::: Extrait du texte :::
Arrêtons-nous un instant à la contribution de Charles R. Day, le spécialiste (canadien) de l’enseignement technique français. Il expose le développement des Ecoles d’Arts et Métiers (dont on sait qu’elles servirent de modèles, au début du siècle, à certaines Ecoles d’ingénieurs en Belgique). A l’origine (Châlons-sur-Marne, 1803), il s’agit d’une institution napoléonienne ayant pour objectif la formation de contremaîtres. En 1907, Gaston Doumergue, alors ministre, signa la loi autorisant les Ecoles d’Arts et Métiers à délivrer le diplôme d’ingénieur. Enfin, en 1947, ces Ecoles accédèrent au niveau universitaire. Il est utile de noter que, en Belgique, c’est aussi en cette année que les études d’ingénieur agronome furent haussées à ce fameux niveau. L’intérêt de l’étude de Day réside dans la mise en lumière du rôle que joua, tout au long de l’histoire, l’association des « gadzarts », fondée en 1846.
Relevons aussi l’article de Peter Lundgreen, intitulé De l’école spéciale à l’université technique, et qui traite de l’Allemagne (car le livre que nous présentons, s’il étudie surtout la France, aborde également la situation des ingénieurs dans d’autres grands pays).
::: Données enregistrées :::
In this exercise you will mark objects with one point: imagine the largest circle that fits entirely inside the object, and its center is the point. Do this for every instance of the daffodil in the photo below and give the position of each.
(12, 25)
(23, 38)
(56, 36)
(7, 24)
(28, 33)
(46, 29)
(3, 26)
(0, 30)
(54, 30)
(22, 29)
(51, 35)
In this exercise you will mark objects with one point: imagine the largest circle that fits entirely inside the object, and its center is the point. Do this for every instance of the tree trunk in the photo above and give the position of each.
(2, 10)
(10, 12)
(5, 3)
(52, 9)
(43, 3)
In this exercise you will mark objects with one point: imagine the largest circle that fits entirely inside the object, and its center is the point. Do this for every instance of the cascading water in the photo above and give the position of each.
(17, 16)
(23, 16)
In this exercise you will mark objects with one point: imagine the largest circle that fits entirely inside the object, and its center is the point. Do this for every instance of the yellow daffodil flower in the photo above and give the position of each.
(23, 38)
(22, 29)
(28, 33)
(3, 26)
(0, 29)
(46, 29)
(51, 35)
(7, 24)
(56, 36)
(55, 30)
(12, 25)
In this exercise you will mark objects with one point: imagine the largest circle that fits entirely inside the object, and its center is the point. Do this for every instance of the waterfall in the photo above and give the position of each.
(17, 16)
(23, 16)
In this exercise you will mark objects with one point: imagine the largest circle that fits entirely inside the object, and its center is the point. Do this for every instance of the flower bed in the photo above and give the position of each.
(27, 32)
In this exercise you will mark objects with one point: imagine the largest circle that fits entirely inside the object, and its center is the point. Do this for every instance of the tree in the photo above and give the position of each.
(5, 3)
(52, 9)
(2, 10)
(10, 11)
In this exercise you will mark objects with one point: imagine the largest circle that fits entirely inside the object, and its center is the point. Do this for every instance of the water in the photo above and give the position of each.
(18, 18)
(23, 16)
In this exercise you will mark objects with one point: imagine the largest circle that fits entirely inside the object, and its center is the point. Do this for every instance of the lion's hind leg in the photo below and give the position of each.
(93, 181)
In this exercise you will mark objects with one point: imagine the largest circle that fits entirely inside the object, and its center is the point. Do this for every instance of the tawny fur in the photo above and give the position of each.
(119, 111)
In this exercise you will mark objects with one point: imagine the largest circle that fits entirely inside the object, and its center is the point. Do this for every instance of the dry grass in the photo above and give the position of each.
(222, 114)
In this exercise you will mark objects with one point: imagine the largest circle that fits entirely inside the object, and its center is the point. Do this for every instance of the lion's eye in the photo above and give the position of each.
:::
__Consigne écrite__. Reproduisez intégralement, sans rien y changer, l'extrait ci-dessus sur les Écoles d'Arts et Métiers et la formation des ingénieurs.

__Résultat de l'exercice__.
Arrêtons-nous un instant à la contribution de Charles R. Day, le spécialiste (canadien) de l’enseignement technique français. Il expose le développement des Ecoles d’Arts et Métiers (dont on sait qu’elles servirent de modèles, au début du siècle, à certaines Ecoles d’ingénieurs en Belgique). A l’origine (Châlons-sur-Marne, 1803), il s’agit d’une institution napoléonienne ayant pour objectif la formation de contremaîtres. En 1907, Gaston Doumergue, alors ministre, signa la loi autorisant les Ecoles d’Arts et Métiers à délivrer le diplôme d’ingénieur. Enfin, en 1947, ces Ecoles accédèrent au niveau universitaire. Il est utile de noter que, en Belgique, c’est aussi en cette année que les études d’ingénieur agronome furent haussées à ce fameux niveau. L’intérêt de l’étude de Day réside dans la mise en lumière du rôle que joua, tout au long de l’histoire, l’association des « gadzarts », fondée en 1846.
Relevons aussi l’article de Peter Lundgreen, intitulé De l’école spéciale à l’université technique, et qui traite de l’Allemagne (car le livre que nous présentons, s’il étudie surtout la France, aborde également la situation des ingénieurs dans d’autres grands pays).